*WRITTEN EXERCISE*
Copy out every item below word for word, keeping each line unchanged.

Records for labeling and segmentation:
##############################

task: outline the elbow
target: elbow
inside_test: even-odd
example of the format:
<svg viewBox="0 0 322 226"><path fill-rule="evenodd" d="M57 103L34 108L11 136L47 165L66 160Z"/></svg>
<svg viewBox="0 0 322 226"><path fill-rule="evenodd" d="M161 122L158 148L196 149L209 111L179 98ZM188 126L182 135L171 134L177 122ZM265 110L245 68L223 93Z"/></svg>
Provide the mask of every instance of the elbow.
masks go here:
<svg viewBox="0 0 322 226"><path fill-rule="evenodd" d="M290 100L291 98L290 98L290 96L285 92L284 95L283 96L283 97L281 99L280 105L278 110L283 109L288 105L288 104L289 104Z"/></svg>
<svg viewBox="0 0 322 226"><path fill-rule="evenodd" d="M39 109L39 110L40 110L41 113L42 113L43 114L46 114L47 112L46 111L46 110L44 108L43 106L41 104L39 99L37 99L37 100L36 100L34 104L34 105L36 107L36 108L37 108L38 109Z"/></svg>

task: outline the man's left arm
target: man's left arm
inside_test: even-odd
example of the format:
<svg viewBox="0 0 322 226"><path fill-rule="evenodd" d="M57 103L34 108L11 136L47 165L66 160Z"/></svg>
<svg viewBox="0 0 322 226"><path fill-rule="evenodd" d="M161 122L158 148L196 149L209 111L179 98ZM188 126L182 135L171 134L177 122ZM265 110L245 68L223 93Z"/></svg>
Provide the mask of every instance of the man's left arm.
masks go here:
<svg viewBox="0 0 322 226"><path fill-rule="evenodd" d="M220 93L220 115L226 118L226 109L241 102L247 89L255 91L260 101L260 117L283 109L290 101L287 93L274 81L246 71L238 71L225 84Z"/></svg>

##############################

*WRITTEN SOLUTION*
task: outline the elbow
target: elbow
inside_test: even-odd
example of the format:
<svg viewBox="0 0 322 226"><path fill-rule="evenodd" d="M57 103L34 108L11 136L47 165L66 160Z"/></svg>
<svg viewBox="0 0 322 226"><path fill-rule="evenodd" d="M161 122L158 148L196 149L209 111L179 98ZM188 126L182 135L171 134L177 122ZM265 110L245 68L223 93Z"/></svg>
Provide the mask of every instance of the elbow.
masks go here:
<svg viewBox="0 0 322 226"><path fill-rule="evenodd" d="M290 100L291 98L290 98L290 96L285 92L284 95L283 96L283 97L281 99L280 105L278 110L283 109L288 105L288 104L289 104Z"/></svg>
<svg viewBox="0 0 322 226"><path fill-rule="evenodd" d="M39 109L39 110L40 110L41 113L42 113L43 114L46 114L47 112L46 111L46 110L44 108L43 106L41 104L39 99L37 99L37 100L36 100L34 104L34 105L36 107L36 108L37 108L38 109Z"/></svg>

task: outline the man's left arm
target: man's left arm
inside_test: even-odd
example of the format:
<svg viewBox="0 0 322 226"><path fill-rule="evenodd" d="M57 103L34 108L11 136L47 165L66 160Z"/></svg>
<svg viewBox="0 0 322 226"><path fill-rule="evenodd" d="M161 122L158 148L196 149L209 111L179 98ZM188 126L182 135L171 134L177 122ZM265 110L245 68L223 93Z"/></svg>
Provide the mask of every instance of the man's left arm.
masks go here:
<svg viewBox="0 0 322 226"><path fill-rule="evenodd" d="M220 93L220 115L226 118L226 109L241 102L247 89L255 91L260 101L260 117L283 109L290 101L287 93L274 81L246 71L238 71L225 84Z"/></svg>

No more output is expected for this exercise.